» EXERCISE DESCRIPTION: What is needed here is a word-for-word copy of all the entries below.

[Extracted records]
◇ ◇ ◇ ◇

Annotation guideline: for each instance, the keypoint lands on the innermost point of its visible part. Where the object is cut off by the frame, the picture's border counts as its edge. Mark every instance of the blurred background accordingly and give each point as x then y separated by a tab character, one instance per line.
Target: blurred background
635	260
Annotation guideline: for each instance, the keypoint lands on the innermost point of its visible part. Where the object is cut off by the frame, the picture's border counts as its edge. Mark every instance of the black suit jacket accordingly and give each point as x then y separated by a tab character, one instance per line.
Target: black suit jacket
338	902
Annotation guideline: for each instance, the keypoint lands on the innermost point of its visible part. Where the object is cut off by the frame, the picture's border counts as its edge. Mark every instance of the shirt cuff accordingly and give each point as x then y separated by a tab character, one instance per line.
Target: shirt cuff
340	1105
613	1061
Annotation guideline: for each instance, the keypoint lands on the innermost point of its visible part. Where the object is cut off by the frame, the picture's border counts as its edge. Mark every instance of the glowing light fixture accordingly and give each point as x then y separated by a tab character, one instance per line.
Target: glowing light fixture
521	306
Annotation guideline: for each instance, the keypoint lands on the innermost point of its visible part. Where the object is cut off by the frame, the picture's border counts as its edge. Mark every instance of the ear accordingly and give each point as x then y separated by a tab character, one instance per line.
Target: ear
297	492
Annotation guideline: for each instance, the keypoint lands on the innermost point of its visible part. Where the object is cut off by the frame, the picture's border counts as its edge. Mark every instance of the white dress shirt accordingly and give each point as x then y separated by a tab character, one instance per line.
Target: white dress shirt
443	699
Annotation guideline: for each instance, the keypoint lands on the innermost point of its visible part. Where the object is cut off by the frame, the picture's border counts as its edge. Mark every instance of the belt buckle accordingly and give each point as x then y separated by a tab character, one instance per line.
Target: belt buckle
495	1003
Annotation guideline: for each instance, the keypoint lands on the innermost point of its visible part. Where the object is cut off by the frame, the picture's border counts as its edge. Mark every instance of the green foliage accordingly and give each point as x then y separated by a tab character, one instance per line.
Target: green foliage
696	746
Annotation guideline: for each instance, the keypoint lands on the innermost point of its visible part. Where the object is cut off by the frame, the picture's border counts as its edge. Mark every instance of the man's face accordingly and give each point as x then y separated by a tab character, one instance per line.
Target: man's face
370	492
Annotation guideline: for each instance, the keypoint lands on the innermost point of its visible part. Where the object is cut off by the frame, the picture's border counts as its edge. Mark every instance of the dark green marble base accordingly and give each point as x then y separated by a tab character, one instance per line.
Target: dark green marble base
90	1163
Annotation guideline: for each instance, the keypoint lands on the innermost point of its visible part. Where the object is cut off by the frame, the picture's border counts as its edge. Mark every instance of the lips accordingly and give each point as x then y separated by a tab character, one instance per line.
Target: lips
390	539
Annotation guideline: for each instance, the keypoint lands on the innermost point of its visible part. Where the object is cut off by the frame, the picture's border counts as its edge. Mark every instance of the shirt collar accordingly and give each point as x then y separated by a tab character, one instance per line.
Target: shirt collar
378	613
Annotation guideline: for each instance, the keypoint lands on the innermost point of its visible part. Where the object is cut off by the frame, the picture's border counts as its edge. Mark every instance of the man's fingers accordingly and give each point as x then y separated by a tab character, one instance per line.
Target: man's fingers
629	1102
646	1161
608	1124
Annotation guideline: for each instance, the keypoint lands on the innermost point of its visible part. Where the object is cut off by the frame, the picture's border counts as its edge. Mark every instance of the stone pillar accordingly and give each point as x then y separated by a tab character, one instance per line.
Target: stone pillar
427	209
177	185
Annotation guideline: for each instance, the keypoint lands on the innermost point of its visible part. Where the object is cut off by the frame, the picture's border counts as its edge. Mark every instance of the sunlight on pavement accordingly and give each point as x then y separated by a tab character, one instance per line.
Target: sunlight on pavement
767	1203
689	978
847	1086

◇ ◇ ◇ ◇

» REPLY TO THE TASK:
Annotation guideline: for each instance, the keypoint lands on the innermost point of its visible part. Where the object is cut off by the frame, the picture's border counts as its edge. Mark every instance of the blurred background accordingly and give each point as x then y separated by a tab character, one instance per line.
Target: blurred background
635	260
Annotation guideline: for each instance, the keypoint lands on the innermost point of its visible part. Where the object is cut off by the frame, the picture's border counts as its edge. Mark every instance of the black suit jacket accordingly and give each point as x then y separated by a tab character, one instance per line.
Target: black suit jacket
338	902
Annotation guideline: for each instance, the keypoint lands on the innermost point of its visible part. Where the object is cut off by the frame, the picture's border counts as its edge. Mark every instance of the shirt cuff accordingly and give each point as x then y separated by a tab character, one instance per line.
Target: shirt cuff
340	1105
613	1061
Annotation guideline: for each instance, the keypoint lands on the innermost point of its visible part. Where the object is cut off by the frame, the picture's border counts as its edge. Mark every instance of the glowing light fixture accordingly and give each point as x then y separated by a tab character, one instance per line.
Target: glowing light fixture
521	306
Annotation guideline: for each instance, the keypoint lands on the innermost point of its visible part. Where the object is cut off by the frame, the picture's border counts as its edge. Mark every instance of the ear accordingly and give each point as x then y separated by a tab character, one instance per line.
Target: ear
297	492
Annotation guideline: for each instance, the keypoint lands on the innermost point of its visible part. Where the object is cut off by the frame, the picture's border counts as its edge. Mark every instance of the white dress shirt accordingly and give each point as x then y separated by a tab character, one instance per line.
Target: white dress shirt
443	699
Annotation guideline: for each instance, the keypoint lands on the innermost point of its visible part. Where the object is cut off by the frame, the picture's border counts as its edge. Mark every instance of the belt buckle accordingly and give each point as x then y separated by a tab character, one instance per line.
Target: belt buckle
495	1003
Annotation guideline: for each instance, the keypoint lands on the innermost point of its visible part. Where the object is cut off by the frame, the picture's border counts as its edge. Mark every instance of the green foliage accordingly and give each point as x then y separated by a tab character, one instance per line.
Target: green foliage
696	746
Annotation guideline: for each instance, the keypoint lands on the innermost point of its visible part. Where the object is cut off by the frame, the picture's border counts as its edge. Mark every instance of the man's face accordingly and give each point as x then y separated by a tab character, one instance per line.
Target: man's face
370	492
Annotation guideline: for each instance, the keypoint lands on the innermost point of its visible part. Where the object is cut off by the frame, the picture's border counts as its edge. Mark every instance of the dark green marble base accordingly and give each point as x then y separated by a tab character, one instance per line.
Target: dark green marble base
90	1163
Annotation guideline: for each instance, the keypoint lands on the innermost point of its visible part. Where the object is cut off by the frame, the picture's border counts as its edge. Mark every instance of the lips accordingly and give each point as x then y separated by a tab character, one instance per line.
Target: lips
390	539
Annotation guideline: for each instance, the keypoint lands on the innermost point of its visible part. Where the object is cut off by the frame, the picture's border counts as its edge. Mark every instance of the shirt collar accordingly and give each point as x then y separated by a tab character, one instance per line.
Target: shirt collar
378	613
Annotation guideline: for each instance, the keypoint lands on the innermost point of its visible part. Where the object is cut off by the frame, the picture's border counts as its edge. Mark every instance of the man's fingers accordingly and give each point as x then y separated by a tab character, one instance per line.
Target: man's fingers
629	1102
646	1161
608	1124
Annotation guideline: for each instance, the keypoint lands on the innermost point of its visible part. Where the object is cut off by the frame, the picture's border counts as its edge. Mark every instance of the stone pillar accordingly and give each point as x then y separated by a tab character, one instance per line.
Target: stone pillar
427	209
177	185
Annotation guideline: for each instance, the keypoint lands on the innermost point of its visible part. Where the object is cut off by the frame, the picture's border counts as its edge. Mark every instance of the sunlight on pavement accordingly and give each point as x then y separated by a tab character, one instance per line.
Target: sunlight on pavement
767	1203
689	978
847	1086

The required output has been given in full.